*About this exercise*: For every record that follows, write out the text exactly and omit the picture, if one is present.

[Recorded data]
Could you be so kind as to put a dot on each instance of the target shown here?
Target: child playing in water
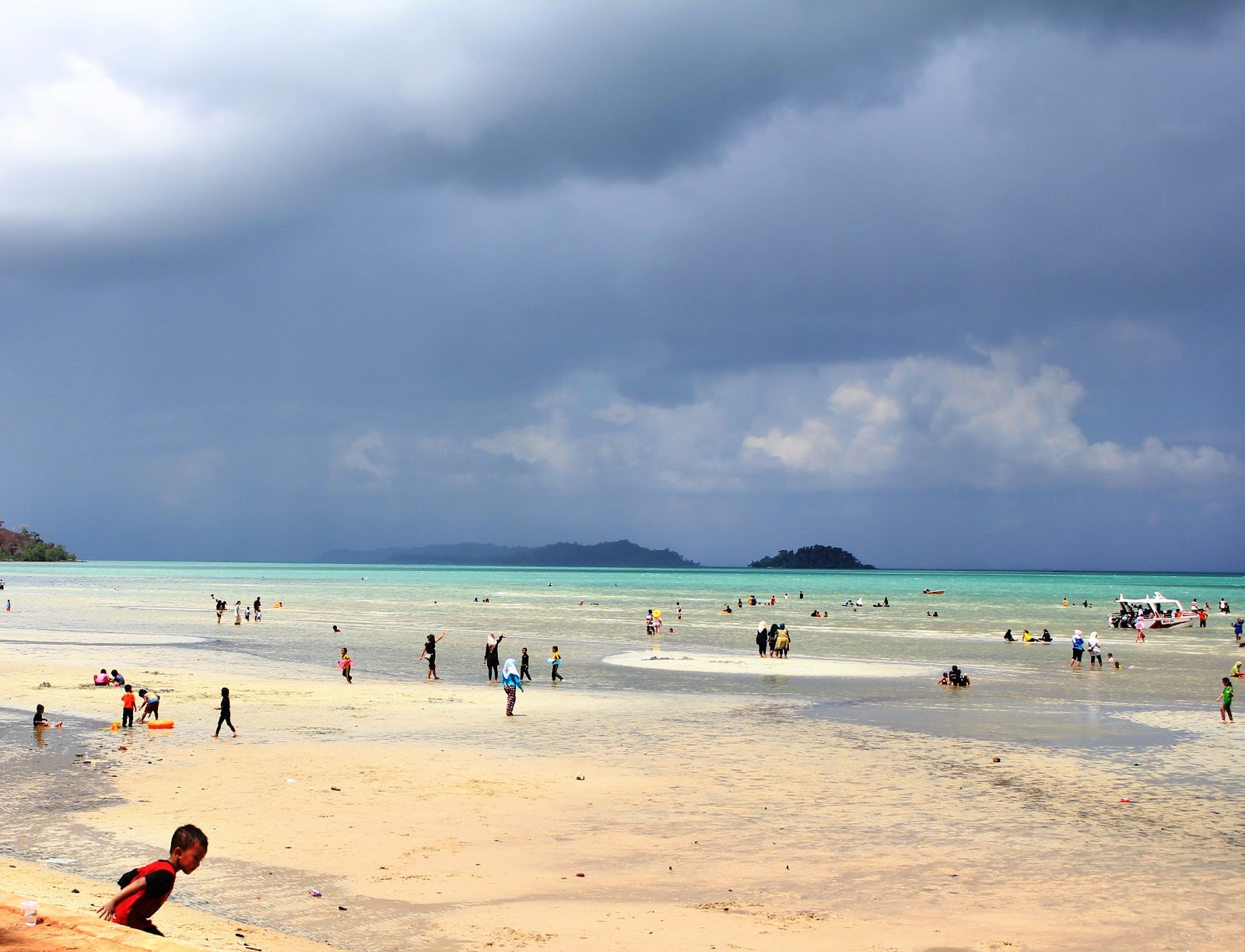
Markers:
(510, 681)
(556, 661)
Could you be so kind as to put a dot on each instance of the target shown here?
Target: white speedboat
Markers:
(1153, 611)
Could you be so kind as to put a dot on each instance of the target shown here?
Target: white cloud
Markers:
(356, 462)
(180, 481)
(915, 422)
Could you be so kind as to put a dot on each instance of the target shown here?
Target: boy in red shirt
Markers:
(145, 890)
(128, 707)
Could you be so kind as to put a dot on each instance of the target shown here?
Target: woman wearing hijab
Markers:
(491, 656)
(510, 680)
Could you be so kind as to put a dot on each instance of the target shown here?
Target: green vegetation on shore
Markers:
(622, 554)
(811, 557)
(29, 547)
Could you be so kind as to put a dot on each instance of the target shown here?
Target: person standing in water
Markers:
(430, 653)
(556, 663)
(510, 681)
(491, 657)
(224, 713)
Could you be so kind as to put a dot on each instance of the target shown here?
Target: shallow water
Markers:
(1020, 692)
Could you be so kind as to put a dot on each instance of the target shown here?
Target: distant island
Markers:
(28, 547)
(811, 557)
(622, 554)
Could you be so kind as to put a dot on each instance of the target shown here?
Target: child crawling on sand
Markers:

*Answer to the problem*:
Could you be so kind as to put a dot on each instance of the target shown here?
Target: child playing in water
Markers:
(510, 681)
(556, 661)
Could you be so kind as to put a dot on each instance of the target shown here?
Target: white speedboat
Markers:
(1153, 611)
Could you be so kind as to put a dot on each instance of the target shown here?
Target: white cloud
Markers:
(356, 462)
(180, 481)
(915, 422)
Could you be so kind as to put a dot on each instance of the target shown here?
Target: boy in red shirt
Markers:
(145, 890)
(128, 707)
Could you be so kind as to put a dot on each instance of the target shown here?
Target: woman wearing hijab
Markers:
(491, 656)
(510, 680)
Could you be so kind as to put a dot on each instance of the target shown here?
Target: green vegetation on shore
Markers:
(622, 554)
(811, 557)
(29, 547)
Could you be so kind as to put a dot on each instance of the target shown here?
Target: person standing in water
Markers:
(430, 653)
(556, 663)
(510, 681)
(491, 657)
(224, 713)
Could you be so kind as to put a dot on each instance of the target shown here?
Target: shallow water
Markers:
(1020, 692)
Could you be so kind as to put a dot on each instance of the target shown here?
Target: distant island
Markers:
(28, 547)
(811, 557)
(622, 554)
Could you be so kind as to put a dot on each instance of the target shown here?
Target: child crawling on sand
Markers:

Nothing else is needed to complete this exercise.